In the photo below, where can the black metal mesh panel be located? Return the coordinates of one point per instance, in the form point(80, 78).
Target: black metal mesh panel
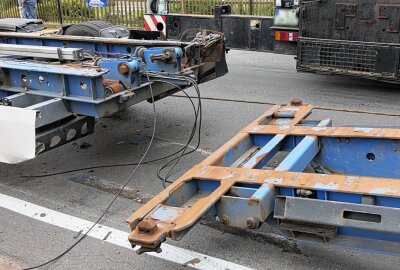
point(309, 18)
point(357, 57)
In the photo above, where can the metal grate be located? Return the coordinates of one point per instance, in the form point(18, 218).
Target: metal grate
point(309, 22)
point(336, 56)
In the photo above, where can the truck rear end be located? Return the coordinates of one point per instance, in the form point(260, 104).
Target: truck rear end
point(350, 37)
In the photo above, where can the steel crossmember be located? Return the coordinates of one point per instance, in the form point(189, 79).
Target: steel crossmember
point(354, 175)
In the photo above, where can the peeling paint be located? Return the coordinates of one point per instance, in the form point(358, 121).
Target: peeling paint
point(330, 186)
point(273, 180)
point(283, 127)
point(383, 191)
point(365, 130)
point(319, 128)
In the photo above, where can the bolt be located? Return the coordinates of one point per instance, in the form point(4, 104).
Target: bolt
point(296, 102)
point(253, 223)
point(225, 220)
point(147, 226)
point(124, 69)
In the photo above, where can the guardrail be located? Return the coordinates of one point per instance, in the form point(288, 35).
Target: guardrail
point(128, 12)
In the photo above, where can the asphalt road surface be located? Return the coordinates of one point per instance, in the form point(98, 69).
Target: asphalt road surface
point(74, 198)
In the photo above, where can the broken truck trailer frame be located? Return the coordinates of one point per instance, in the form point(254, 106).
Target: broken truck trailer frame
point(63, 83)
point(359, 38)
point(337, 185)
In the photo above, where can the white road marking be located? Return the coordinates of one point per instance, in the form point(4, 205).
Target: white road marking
point(120, 238)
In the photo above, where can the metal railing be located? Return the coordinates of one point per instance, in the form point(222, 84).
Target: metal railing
point(128, 12)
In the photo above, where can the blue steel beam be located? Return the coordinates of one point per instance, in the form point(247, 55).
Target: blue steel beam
point(301, 156)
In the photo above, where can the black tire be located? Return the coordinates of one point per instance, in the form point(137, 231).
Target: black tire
point(101, 24)
point(89, 29)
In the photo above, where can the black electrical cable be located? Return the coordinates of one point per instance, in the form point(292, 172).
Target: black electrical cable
point(194, 129)
point(177, 159)
point(117, 195)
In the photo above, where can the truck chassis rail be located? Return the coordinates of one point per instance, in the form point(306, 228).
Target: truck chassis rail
point(311, 181)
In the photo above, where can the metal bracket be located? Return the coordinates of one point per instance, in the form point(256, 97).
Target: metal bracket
point(246, 180)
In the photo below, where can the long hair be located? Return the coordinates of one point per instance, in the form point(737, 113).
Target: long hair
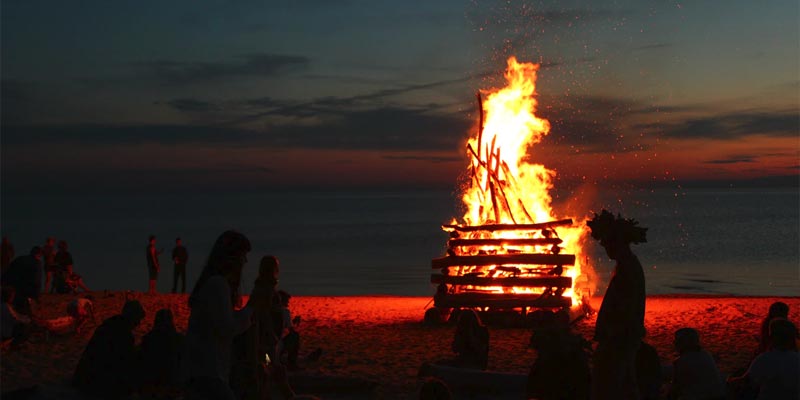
point(225, 260)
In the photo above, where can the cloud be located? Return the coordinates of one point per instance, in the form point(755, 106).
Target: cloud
point(732, 125)
point(259, 64)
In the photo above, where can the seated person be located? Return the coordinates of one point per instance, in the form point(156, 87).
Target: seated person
point(471, 341)
point(695, 374)
point(106, 367)
point(159, 359)
point(14, 325)
point(775, 373)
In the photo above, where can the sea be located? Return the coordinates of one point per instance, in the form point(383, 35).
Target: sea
point(728, 241)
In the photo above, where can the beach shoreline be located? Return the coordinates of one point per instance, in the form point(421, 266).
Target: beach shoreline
point(381, 338)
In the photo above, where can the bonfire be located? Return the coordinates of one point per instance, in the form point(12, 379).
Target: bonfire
point(510, 250)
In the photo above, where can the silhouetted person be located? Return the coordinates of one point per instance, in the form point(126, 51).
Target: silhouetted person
point(777, 309)
point(695, 374)
point(179, 257)
point(561, 370)
point(153, 267)
point(160, 357)
point(260, 340)
point(471, 341)
point(6, 254)
point(620, 321)
point(12, 324)
point(775, 373)
point(25, 276)
point(50, 264)
point(649, 376)
point(214, 322)
point(107, 365)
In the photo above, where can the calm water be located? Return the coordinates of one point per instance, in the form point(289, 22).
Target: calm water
point(743, 242)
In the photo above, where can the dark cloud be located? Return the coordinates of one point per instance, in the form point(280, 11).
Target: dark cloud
point(732, 126)
point(261, 64)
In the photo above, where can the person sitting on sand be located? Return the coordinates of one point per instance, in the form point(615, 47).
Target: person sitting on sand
point(561, 369)
point(81, 309)
point(695, 374)
point(471, 341)
point(25, 276)
point(214, 321)
point(159, 358)
point(777, 309)
point(620, 321)
point(14, 326)
point(775, 373)
point(106, 367)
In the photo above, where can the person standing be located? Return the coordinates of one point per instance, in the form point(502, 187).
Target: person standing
point(6, 254)
point(180, 257)
point(620, 322)
point(50, 264)
point(153, 267)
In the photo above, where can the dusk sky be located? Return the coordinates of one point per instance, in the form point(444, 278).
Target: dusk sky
point(185, 95)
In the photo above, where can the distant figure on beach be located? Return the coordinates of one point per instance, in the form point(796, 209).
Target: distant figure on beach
point(153, 267)
point(25, 276)
point(775, 373)
point(471, 341)
point(214, 320)
point(255, 349)
point(777, 309)
point(12, 324)
point(620, 321)
point(179, 257)
point(50, 264)
point(649, 375)
point(159, 358)
point(65, 279)
point(107, 365)
point(561, 370)
point(695, 374)
point(6, 254)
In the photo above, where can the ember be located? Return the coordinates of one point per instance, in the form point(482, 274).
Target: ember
point(511, 250)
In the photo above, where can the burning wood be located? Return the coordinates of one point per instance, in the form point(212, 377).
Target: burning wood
point(502, 254)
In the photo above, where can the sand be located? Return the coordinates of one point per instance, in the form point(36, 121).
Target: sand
point(381, 338)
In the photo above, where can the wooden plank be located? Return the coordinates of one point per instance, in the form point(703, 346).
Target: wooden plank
point(539, 281)
point(500, 301)
point(503, 242)
point(508, 227)
point(504, 259)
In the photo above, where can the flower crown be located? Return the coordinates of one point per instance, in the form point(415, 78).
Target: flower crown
point(605, 225)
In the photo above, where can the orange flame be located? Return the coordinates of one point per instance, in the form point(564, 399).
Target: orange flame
point(507, 189)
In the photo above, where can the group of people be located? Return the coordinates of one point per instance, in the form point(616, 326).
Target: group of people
point(232, 349)
point(180, 257)
point(622, 365)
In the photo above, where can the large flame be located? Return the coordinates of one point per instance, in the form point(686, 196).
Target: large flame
point(505, 187)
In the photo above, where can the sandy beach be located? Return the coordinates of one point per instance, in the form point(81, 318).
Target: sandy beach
point(381, 338)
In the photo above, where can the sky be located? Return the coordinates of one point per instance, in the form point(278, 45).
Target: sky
point(251, 95)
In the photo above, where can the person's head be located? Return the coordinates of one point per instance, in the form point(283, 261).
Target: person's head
point(8, 293)
point(687, 339)
point(778, 309)
point(164, 320)
point(227, 258)
point(284, 297)
point(269, 269)
point(434, 389)
point(36, 252)
point(133, 312)
point(783, 334)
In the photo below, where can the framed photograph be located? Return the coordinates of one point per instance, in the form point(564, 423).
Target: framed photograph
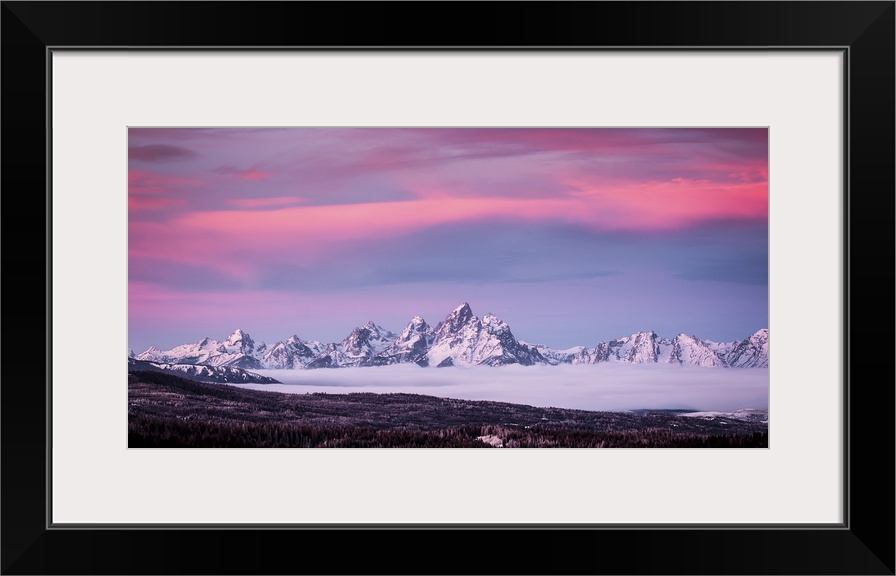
point(816, 79)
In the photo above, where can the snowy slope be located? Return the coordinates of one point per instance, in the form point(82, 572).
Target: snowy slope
point(461, 339)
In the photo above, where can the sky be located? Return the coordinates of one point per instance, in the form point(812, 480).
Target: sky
point(572, 236)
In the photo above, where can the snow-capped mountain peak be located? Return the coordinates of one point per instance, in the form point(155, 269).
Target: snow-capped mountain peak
point(461, 339)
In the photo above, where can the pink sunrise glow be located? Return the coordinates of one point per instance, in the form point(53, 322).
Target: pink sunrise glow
point(230, 223)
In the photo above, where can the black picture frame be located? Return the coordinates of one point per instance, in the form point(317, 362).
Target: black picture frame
point(864, 544)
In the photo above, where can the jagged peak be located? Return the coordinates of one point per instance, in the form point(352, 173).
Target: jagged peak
point(463, 309)
point(237, 335)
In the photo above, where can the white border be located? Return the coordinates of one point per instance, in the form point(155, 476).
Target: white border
point(96, 479)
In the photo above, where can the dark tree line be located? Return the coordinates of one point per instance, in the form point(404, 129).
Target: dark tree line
point(146, 431)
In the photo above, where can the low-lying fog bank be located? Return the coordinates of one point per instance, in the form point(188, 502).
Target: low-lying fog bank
point(613, 387)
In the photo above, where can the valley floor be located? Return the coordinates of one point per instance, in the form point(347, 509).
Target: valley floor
point(169, 411)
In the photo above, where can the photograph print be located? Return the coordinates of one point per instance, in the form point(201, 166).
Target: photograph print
point(448, 287)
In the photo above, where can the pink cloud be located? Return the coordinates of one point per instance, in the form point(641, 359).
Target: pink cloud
point(143, 182)
point(139, 204)
point(250, 175)
point(272, 202)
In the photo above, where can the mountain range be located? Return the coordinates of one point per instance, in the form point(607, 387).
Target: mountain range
point(461, 339)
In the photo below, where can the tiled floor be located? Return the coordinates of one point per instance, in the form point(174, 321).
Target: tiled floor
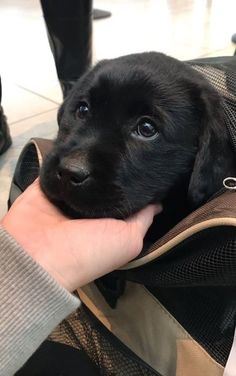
point(182, 28)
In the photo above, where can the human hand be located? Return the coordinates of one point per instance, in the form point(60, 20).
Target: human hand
point(74, 251)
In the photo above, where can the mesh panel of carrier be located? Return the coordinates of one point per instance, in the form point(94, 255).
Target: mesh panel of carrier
point(111, 356)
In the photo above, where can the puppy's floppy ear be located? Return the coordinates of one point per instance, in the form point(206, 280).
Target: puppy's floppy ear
point(212, 160)
point(60, 114)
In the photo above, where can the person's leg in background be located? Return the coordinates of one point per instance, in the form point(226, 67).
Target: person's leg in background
point(5, 138)
point(69, 27)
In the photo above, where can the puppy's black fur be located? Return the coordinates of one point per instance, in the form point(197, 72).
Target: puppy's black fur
point(135, 130)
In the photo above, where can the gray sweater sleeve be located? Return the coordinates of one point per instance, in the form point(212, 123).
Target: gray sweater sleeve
point(32, 304)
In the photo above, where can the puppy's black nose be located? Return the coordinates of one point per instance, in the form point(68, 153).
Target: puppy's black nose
point(72, 172)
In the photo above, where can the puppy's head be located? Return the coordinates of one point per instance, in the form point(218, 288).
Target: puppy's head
point(128, 134)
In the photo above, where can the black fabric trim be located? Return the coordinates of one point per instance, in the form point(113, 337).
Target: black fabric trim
point(57, 359)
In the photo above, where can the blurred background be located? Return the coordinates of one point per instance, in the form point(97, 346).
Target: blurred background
point(184, 29)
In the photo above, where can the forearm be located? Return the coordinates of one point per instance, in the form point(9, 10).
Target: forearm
point(32, 304)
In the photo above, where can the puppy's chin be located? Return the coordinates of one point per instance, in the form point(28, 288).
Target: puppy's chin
point(98, 212)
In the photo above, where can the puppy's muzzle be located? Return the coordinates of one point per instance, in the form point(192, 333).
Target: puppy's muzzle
point(73, 172)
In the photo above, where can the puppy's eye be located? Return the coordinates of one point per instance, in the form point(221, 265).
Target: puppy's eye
point(146, 129)
point(82, 110)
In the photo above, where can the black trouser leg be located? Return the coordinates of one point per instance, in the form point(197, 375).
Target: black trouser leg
point(5, 138)
point(69, 26)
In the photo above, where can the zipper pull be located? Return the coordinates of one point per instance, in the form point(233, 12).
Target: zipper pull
point(230, 183)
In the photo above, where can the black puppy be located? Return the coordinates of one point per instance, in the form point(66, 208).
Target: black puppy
point(135, 130)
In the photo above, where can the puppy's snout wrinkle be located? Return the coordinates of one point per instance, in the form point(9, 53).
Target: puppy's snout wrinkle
point(73, 172)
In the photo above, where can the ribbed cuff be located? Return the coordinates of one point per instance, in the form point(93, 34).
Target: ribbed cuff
point(32, 304)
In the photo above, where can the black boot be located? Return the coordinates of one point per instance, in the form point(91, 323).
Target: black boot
point(5, 138)
point(69, 26)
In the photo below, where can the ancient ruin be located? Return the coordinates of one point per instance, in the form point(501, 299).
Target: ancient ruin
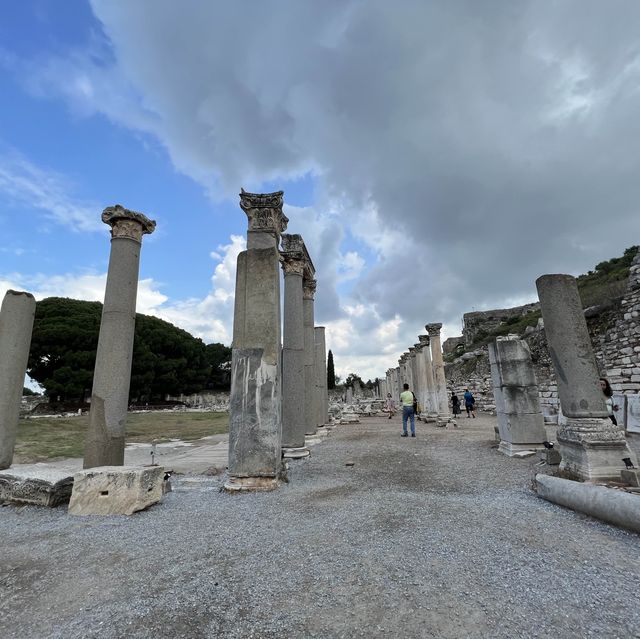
point(110, 392)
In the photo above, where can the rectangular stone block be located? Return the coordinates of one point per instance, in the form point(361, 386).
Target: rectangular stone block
point(116, 490)
point(521, 428)
point(36, 485)
point(518, 399)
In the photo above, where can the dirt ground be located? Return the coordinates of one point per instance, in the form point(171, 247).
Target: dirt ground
point(374, 535)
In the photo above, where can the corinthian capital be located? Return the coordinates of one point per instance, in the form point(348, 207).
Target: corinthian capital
point(264, 211)
point(126, 223)
point(433, 329)
point(308, 289)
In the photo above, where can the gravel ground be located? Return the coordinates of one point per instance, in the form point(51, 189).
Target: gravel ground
point(438, 536)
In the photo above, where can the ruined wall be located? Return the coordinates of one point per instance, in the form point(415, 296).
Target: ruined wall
point(615, 334)
point(481, 322)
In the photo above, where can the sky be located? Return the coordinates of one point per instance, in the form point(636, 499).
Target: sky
point(436, 156)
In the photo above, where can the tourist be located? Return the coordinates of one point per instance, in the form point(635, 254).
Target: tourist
point(455, 404)
point(608, 399)
point(390, 405)
point(407, 399)
point(469, 403)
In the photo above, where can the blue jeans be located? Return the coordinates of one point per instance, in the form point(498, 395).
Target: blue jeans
point(407, 413)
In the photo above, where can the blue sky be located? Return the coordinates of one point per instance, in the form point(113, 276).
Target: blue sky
point(436, 157)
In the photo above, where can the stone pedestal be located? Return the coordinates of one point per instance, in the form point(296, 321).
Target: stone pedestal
point(255, 421)
point(592, 448)
point(16, 324)
point(515, 389)
point(35, 484)
point(116, 490)
point(295, 261)
point(438, 371)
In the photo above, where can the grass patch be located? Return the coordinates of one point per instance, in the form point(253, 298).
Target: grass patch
point(49, 438)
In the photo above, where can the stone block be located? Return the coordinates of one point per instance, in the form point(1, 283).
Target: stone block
point(630, 476)
point(116, 490)
point(35, 484)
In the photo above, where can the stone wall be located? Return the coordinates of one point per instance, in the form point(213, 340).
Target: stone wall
point(615, 334)
point(480, 322)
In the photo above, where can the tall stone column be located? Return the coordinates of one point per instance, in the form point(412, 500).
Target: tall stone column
point(16, 325)
point(255, 419)
point(438, 370)
point(294, 261)
point(592, 448)
point(322, 402)
point(515, 389)
point(431, 400)
point(309, 290)
point(112, 373)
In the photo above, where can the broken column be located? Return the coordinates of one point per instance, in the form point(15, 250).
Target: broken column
point(430, 398)
point(255, 422)
point(112, 373)
point(294, 259)
point(438, 370)
point(592, 448)
point(515, 389)
point(310, 407)
point(16, 325)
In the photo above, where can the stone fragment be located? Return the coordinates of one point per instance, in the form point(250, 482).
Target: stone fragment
point(35, 484)
point(116, 490)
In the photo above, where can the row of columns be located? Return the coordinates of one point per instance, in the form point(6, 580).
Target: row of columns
point(278, 394)
point(422, 367)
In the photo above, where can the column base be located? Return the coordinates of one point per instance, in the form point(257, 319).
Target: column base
point(510, 449)
point(296, 453)
point(251, 484)
point(592, 450)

******

▶ **WHAT THE TASK REQUIRES**
Rewrite the lines starting at the one containing "In the photo above, where can the metal railing" and ending at the one containing "point(89, 29)", swapping "steel beam" for "iron beam" and leaving everything else unchanged.

▶ **ANSWER TO THE PROBLEM**
In the photo above, where can the metal railing be located? Return the coordinates of one point per instance, in the form point(222, 84).
Target: metal railing
point(128, 12)
In the photo above, where can the blue iron beam be located? Return the coordinates of one point per instance, in the form point(247, 55).
Target: blue iron beam
point(301, 156)
In the photo above, where can the black tire be located? Return the coordinates of one point per instance, in the form point(137, 231).
Target: black tire
point(101, 24)
point(89, 29)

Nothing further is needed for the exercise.